**Instruções do exercício**
Reescreva todas as linhas abaixo como uma tabela em Markdown com as colunas "Nº" e "Linha". Numere cada linha e deixe de fora as linhas em branco.

**Material do exercício**
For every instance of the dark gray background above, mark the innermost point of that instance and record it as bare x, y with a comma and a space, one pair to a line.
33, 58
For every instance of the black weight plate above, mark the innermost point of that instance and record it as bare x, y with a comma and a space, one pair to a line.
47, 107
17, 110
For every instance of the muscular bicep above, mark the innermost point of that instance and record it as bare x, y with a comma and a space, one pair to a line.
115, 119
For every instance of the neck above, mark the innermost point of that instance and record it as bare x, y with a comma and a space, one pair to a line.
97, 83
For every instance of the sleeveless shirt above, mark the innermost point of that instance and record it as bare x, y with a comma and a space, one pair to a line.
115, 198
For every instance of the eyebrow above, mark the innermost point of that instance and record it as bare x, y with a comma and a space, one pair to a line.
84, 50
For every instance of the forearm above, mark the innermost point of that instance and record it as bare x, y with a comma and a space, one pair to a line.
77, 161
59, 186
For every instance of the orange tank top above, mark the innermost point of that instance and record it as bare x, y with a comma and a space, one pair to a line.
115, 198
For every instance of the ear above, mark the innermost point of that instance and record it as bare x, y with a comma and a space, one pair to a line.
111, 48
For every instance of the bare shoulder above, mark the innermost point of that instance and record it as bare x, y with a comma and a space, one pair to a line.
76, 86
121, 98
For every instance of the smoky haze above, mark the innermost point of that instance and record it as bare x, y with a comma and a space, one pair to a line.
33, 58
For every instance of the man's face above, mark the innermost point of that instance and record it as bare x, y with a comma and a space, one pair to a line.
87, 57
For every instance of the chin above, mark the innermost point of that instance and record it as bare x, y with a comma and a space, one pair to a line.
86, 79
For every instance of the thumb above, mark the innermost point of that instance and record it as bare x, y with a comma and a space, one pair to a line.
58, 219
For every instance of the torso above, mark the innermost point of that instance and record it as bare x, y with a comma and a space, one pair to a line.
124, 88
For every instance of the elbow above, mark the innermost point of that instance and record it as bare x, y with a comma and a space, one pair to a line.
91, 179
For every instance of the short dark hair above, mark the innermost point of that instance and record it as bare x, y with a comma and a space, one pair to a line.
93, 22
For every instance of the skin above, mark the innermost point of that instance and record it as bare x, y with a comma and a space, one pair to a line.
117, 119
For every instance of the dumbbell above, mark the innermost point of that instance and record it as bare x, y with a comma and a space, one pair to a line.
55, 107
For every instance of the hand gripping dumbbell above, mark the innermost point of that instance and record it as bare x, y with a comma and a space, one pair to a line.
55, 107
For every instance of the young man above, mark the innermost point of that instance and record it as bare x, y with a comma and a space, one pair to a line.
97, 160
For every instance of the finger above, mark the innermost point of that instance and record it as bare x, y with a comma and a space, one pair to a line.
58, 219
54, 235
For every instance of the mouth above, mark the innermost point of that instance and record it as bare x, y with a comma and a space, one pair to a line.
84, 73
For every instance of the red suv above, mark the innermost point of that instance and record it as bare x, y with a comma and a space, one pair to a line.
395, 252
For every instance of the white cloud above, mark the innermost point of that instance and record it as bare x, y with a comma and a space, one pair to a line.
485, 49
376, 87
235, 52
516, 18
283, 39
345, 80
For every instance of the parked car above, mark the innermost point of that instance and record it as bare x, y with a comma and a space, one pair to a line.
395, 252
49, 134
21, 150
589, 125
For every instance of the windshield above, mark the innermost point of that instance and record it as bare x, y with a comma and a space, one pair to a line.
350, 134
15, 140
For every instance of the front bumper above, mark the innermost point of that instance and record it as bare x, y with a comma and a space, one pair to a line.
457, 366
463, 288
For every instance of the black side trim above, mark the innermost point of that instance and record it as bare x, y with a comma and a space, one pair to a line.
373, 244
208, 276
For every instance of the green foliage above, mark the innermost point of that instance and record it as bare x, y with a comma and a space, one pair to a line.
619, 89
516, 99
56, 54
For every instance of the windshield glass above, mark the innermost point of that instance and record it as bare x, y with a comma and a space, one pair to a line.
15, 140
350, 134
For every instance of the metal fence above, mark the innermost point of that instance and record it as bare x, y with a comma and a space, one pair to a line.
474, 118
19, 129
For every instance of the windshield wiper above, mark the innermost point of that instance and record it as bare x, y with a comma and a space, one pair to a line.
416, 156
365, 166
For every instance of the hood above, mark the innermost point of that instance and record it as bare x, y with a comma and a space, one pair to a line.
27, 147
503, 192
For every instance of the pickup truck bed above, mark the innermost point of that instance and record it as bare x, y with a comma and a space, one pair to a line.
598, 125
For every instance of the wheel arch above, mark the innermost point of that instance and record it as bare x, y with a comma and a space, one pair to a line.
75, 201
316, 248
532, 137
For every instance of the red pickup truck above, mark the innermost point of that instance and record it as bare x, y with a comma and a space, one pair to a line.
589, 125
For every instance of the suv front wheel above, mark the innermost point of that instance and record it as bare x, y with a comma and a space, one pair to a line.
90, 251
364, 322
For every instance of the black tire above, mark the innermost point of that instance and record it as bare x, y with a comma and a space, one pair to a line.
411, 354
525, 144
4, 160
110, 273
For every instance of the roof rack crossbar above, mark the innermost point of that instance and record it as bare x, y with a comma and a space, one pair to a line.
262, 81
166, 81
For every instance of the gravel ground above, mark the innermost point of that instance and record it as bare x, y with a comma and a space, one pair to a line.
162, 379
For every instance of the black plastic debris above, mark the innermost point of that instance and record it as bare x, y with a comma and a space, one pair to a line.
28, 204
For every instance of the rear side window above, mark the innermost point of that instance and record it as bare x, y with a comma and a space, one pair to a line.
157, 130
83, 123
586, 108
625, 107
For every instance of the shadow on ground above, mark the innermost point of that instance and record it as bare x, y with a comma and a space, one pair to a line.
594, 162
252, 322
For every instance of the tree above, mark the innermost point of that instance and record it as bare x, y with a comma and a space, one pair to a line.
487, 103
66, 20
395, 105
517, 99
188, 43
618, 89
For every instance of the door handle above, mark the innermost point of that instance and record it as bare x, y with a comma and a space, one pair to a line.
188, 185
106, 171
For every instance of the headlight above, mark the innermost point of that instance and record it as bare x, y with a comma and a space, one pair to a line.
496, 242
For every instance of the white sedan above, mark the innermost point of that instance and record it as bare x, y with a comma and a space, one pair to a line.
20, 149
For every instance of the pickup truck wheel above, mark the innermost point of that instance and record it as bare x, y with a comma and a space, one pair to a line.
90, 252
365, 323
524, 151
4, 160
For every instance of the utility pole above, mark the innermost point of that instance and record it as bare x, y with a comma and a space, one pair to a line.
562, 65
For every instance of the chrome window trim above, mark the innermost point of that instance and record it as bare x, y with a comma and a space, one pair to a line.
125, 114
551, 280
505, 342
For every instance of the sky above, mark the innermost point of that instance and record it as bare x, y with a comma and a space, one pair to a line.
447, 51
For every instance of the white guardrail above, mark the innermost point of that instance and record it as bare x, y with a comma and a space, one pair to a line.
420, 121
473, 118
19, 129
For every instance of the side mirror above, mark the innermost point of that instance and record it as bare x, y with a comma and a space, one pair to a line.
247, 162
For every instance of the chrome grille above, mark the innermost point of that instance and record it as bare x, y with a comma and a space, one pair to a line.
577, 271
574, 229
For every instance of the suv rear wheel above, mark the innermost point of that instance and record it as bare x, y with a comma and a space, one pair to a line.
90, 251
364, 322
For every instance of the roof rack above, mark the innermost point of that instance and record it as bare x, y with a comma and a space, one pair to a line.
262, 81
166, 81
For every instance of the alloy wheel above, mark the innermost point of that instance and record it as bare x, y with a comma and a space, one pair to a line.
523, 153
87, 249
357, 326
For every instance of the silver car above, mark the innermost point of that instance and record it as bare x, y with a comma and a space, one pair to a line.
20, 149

**Tarefa concluída**
| Nº | Linha |
|---|---|
| 1 | For every instance of the dark gray background above, mark the innermost point of that instance and record it as bare x, y with a comma and a space, one pair to a line. |
| 2 | 33, 58 |
| 3 | For every instance of the black weight plate above, mark the innermost point of that instance and record it as bare x, y with a comma and a space, one pair to a line. |
| 4 | 47, 107 |
| 5 | 17, 110 |
| 6 | For every instance of the muscular bicep above, mark the innermost point of that instance and record it as bare x, y with a comma and a space, one pair to a line. |
| 7 | 115, 119 |
| 8 | For every instance of the neck above, mark the innermost point of that instance and record it as bare x, y with a comma and a space, one pair to a line. |
| 9 | 97, 83 |
| 10 | For every instance of the sleeveless shirt above, mark the innermost point of that instance and record it as bare x, y with a comma and a space, one pair to a line. |
| 11 | 115, 198 |
| 12 | For every instance of the eyebrow above, mark the innermost point of that instance and record it as bare x, y with a comma and a space, one pair to a line. |
| 13 | 84, 50 |
| 14 | For every instance of the forearm above, mark the innermost point of that instance and record it as bare x, y with a comma and a space, one pair to a line. |
| 15 | 77, 161 |
| 16 | 59, 186 |
| 17 | For every instance of the orange tank top above, mark the innermost point of that instance and record it as bare x, y with a comma and a space, one pair to a line. |
| 18 | 115, 198 |
| 19 | For every instance of the ear above, mark the innermost point of that instance and record it as bare x, y with a comma and a space, one pair to a line. |
| 20 | 111, 48 |
| 21 | For every instance of the bare shoulder above, mark the innermost point of that instance and record it as bare x, y with a comma and a space, one pair to a line. |
| 22 | 76, 86 |
| 23 | 121, 98 |
| 24 | For every instance of the smoky haze above, mark the innermost point of that instance and record it as bare x, y with a comma and a space, one pair to a line. |
| 25 | 33, 58 |
| 26 | For every instance of the man's face above, mark the innermost point of that instance and record it as bare x, y with a comma and a space, one pair to a line. |
| 27 | 87, 57 |
| 28 | For every instance of the chin above, mark the innermost point of that instance and record it as bare x, y with a comma and a space, one pair to a line. |
| 29 | 86, 79 |
| 30 | For every instance of the thumb above, mark the innermost point of that instance and record it as bare x, y with a comma and a space, one pair to a line. |
| 31 | 58, 219 |
| 32 | For every instance of the torso above, mark the innermost point of that instance and record it as bare x, y with a comma and a space, one pair to a line. |
| 33 | 124, 88 |
| 34 | For every instance of the elbow above, mark the innermost point of that instance and record it as bare x, y with a comma and a space, one pair to a line. |
| 35 | 91, 179 |
| 36 | For every instance of the short dark hair above, mark the innermost point of that instance and record it as bare x, y with a comma and a space, one pair to a line. |
| 37 | 93, 22 |
| 38 | For every instance of the skin above, mark the innermost point of that instance and record it as bare x, y with a comma and a space, one pair to a line. |
| 39 | 117, 119 |
| 40 | For every instance of the dumbbell above, mark the innermost point of that instance and record it as bare x, y with a comma and a space, one pair to a line. |
| 41 | 55, 107 |
| 42 | For every instance of the hand gripping dumbbell above, mark the innermost point of that instance and record it as bare x, y with a comma and a space, one pair to a line. |
| 43 | 55, 107 |
| 44 | For every instance of the young man above, mark the innermost point of that instance and record it as bare x, y with a comma and a space, one pair to a line. |
| 45 | 97, 160 |
| 46 | For every instance of the finger above, mark the innermost point of that instance and record it as bare x, y with a comma and a space, one pair to a line. |
| 47 | 58, 219 |
| 48 | 54, 235 |
| 49 | For every instance of the mouth above, mark the innermost point of that instance and record it as bare x, y with a comma and a space, one pair to a line. |
| 50 | 84, 73 |
| 51 | For every instance of the red suv above, mark the innermost point of that instance and record it as bare x, y with a comma and a space, one pair to a line. |
| 52 | 395, 252 |
| 53 | For every instance of the white cloud above, mark the innermost point of that instance and record it as bare x, y with a comma and a space, one pair to a line. |
| 54 | 485, 49 |
| 55 | 376, 87 |
| 56 | 235, 52 |
| 57 | 516, 18 |
| 58 | 283, 39 |
| 59 | 345, 80 |
| 60 | For every instance of the parked car above, mark the innermost point of that instance and record it as bare x, y with a comma and a space, one pair to a line. |
| 61 | 395, 252 |
| 62 | 49, 134 |
| 63 | 21, 150 |
| 64 | 589, 125 |
| 65 | For every instance of the windshield above, mark the innermost point of that instance and record it as bare x, y with a comma and a space, one pair to a line. |
| 66 | 350, 134 |
| 67 | 15, 140 |
| 68 | For every instance of the front bumper above, mark the innermost point of that instance and record it as bare x, y with a comma and a space, one pair to a line. |
| 69 | 457, 366 |
| 70 | 463, 288 |
| 71 | For every instance of the black side trim above, mark the innermost point of that instance and record it as bare x, y with a comma and a space, one pair to a line. |
| 72 | 373, 244 |
| 73 | 208, 276 |
| 74 | For every instance of the green foliage above, mark the innermost point of that instance and record it as bare x, y with a comma and a space, one pair to a line. |
| 75 | 619, 89 |
| 76 | 516, 99 |
| 77 | 56, 54 |
| 78 | For every instance of the windshield glass above, mark the innermost point of that instance and record it as bare x, y with a comma and a space, one pair to a line. |
| 79 | 15, 140 |
| 80 | 350, 134 |
| 81 | For every instance of the metal fence above, mark the innermost point of that instance and record it as bare x, y with a comma and a space, one pair to a line. |
| 82 | 474, 118 |
| 83 | 19, 129 |
| 84 | For every instance of the windshield wiper above, mark the innermost point of that instance and record it as bare x, y with a comma and a space, one pair to a line. |
| 85 | 416, 156 |
| 86 | 365, 166 |
| 87 | For every instance of the hood above, mark the innermost point of that instance and record it as bare x, y with a comma and a space, one pair to a line. |
| 88 | 27, 147 |
| 89 | 503, 192 |
| 90 | For every instance of the pickup truck bed above, mark the innermost point of that instance and record it as bare x, y with a comma and a space, one pair to a line. |
| 91 | 598, 125 |
| 92 | For every instance of the wheel arch above, mark the innermost point of that instance and record it as bare x, y with a comma and a space, one pair to a line. |
| 93 | 75, 201 |
| 94 | 316, 248 |
| 95 | 532, 137 |
| 96 | For every instance of the red pickup truck above, mark the innermost point of that instance and record it as bare x, y with a comma and a space, one pair to a line. |
| 97 | 589, 125 |
| 98 | For every instance of the suv front wheel above, mark the innermost point of that instance and record it as bare x, y with a comma and a space, one pair to a line. |
| 99 | 90, 251 |
| 100 | 364, 322 |
| 101 | For every instance of the black tire above, mark the innermost point of that instance and record it as bare x, y with a comma and a space, one pair to a line. |
| 102 | 411, 354 |
| 103 | 525, 144 |
| 104 | 4, 160 |
| 105 | 110, 273 |
| 106 | For every instance of the roof rack crossbar above, mark the innermost point of that instance and record it as bare x, y with a comma and a space, one pair to a line. |
| 107 | 262, 81 |
| 108 | 166, 81 |
| 109 | For every instance of the gravel ground above, mark the innermost point of that instance and record it as bare x, y with a comma and a space, one pair to a line. |
| 110 | 162, 379 |
| 111 | For every instance of the black plastic debris above, mark the innermost point of that instance and record it as bare x, y with a comma and a space, one pair to a line. |
| 112 | 28, 204 |
| 113 | For every instance of the rear side window above, mark the innermost point of that instance and record it as bare x, y with a comma and a space, one pair to a line. |
| 114 | 157, 130 |
| 115 | 83, 123 |
| 116 | 586, 108 |
| 117 | 625, 107 |
| 118 | For every instance of the shadow on ground above, mark the innermost point of that instance and record it as bare x, y with a comma and a space, one pair to a line. |
| 119 | 594, 162 |
| 120 | 252, 322 |
| 121 | For every instance of the tree above, mark the innermost point of that instance and record it as bare x, y with a comma and a space, one pair to a line. |
| 122 | 487, 103 |
| 123 | 66, 20 |
| 124 | 395, 105 |
| 125 | 517, 99 |
| 126 | 188, 43 |
| 127 | 618, 89 |
| 128 | For every instance of the door handle above, mark the innermost point of that instance and record it as bare x, y with a comma and a space, one pair to a line. |
| 129 | 188, 185 |
| 130 | 106, 171 |
| 131 | For every instance of the headlight above, mark the innermost point of that instance and record it as bare x, y with a comma and a space, one pair to a line. |
| 132 | 496, 242 |
| 133 | For every instance of the white sedan above, mark the innermost point of that instance and record it as bare x, y with a comma and a space, one pair to a line. |
| 134 | 20, 149 |
| 135 | For every instance of the pickup truck wheel above, mark the innermost point of that instance and record it as bare x, y with a comma and a space, one pair to a line. |
| 136 | 90, 252 |
| 137 | 365, 323 |
| 138 | 524, 151 |
| 139 | 4, 160 |
| 140 | For every instance of the utility pole above, mark the innermost point of that instance and record it as bare x, y with a comma and a space, one pair to a line. |
| 141 | 562, 65 |
| 142 | For every instance of the chrome window trim above, mark the innermost point of that instance and record it as bare x, y with a comma and a space, one pair to a line. |
| 143 | 125, 114 |
| 144 | 551, 280 |
| 145 | 505, 342 |
| 146 | For every instance of the sky above, mark the innermost point of that instance and record it as bare x, y with a comma and a space, one pair to a line. |
| 147 | 447, 51 |
| 148 | For every instance of the white guardrail above, mark the innermost point of that instance and record it as bare x, y with a comma and a space, one pair to a line. |
| 149 | 420, 121 |
| 150 | 473, 118 |
| 151 | 19, 129 |
| 152 | For every instance of the side mirror above, mark the innermost point of that instance and record it as bare x, y with a comma and a space, one pair to a line. |
| 153 | 247, 162 |
| 154 | For every instance of the chrome grille above, mark the innermost point of that instance and record it as bare x, y with a comma and a space, one pair to a line. |
| 155 | 577, 271 |
| 156 | 574, 229 |
| 157 | For every instance of the suv rear wheel above, mark the innermost point of that instance and record it as bare x, y with a comma and a space, one pair to a line. |
| 158 | 90, 251 |
| 159 | 364, 322 |
| 160 | For every instance of the roof rack above, mark the innermost point of that instance and record it as bare x, y with a comma and a space, one pair to a line. |
| 161 | 262, 81 |
| 162 | 166, 81 |
| 163 | For every instance of the alloy wheel above, mark the innermost point of that instance and record it as bare x, y with a comma and a space, one pair to a line. |
| 164 | 523, 153 |
| 165 | 87, 249 |
| 166 | 357, 326 |
| 167 | For every instance of the silver car above, mark the innermost point of that instance and record it as bare x, y with a comma and a space, one pair to a line. |
| 168 | 20, 149 |